Dans le récit de l'arrivée au Fo-kien, pourquoi les voyageurs sont-ils encore cachés sous leur couverture sur la petite barque ? Répondez en une à trois phrases.
-------- Texte cité
Voici enfin l’arrivée pittoresque au Fo-kien : « Vers les 6 heures du soir, nous jetâmes l’ancre pour la dernière fois. Après avoir attendu quelque temps la marée pour remonter le fleuve, nous nous acheminâmes sur une petite barque et par une nuit obscure, vers la demeure du Vicaire Apostolique du Fo-kien, accompagnés de son courrier 6 et cachés encore sous notre couverture, car nous avions à passer devant une douane. La vigilance des douaniers ne fut pas en défaut, mais satisfaits par les réponses données au Qui vive, ils nous firent grâce de la visite ». Jean-Gabriel se plaît à constater qu’à cet endroit, la Croix du Christ est déjà solidement plantée : « La florissante église du Fo-kien se compose de quarante mille chrétiens… On conçoit par là qu’il y a des localités même considérables, où tout est chrétien et beaucoup, où les païens sont en minorité. Aussi dans ces districts, les chrétiens marchent la tête levée sans rien craindre ; ils y ont sept ou huit grandes églises ouvertes à tout le monde, bien connues des mandarins, ainsi que les deux Séminaires ».
----------------
-------- Extrait de données
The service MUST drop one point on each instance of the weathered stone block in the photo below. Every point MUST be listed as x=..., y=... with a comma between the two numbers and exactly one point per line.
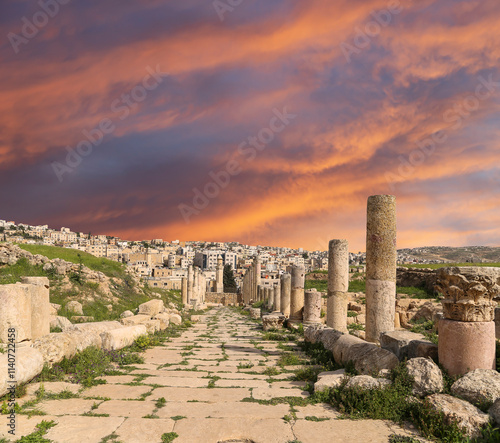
----------------
Résultat: Ils restent cachés sous leur couverture parce qu'ils doivent passer devant une douane.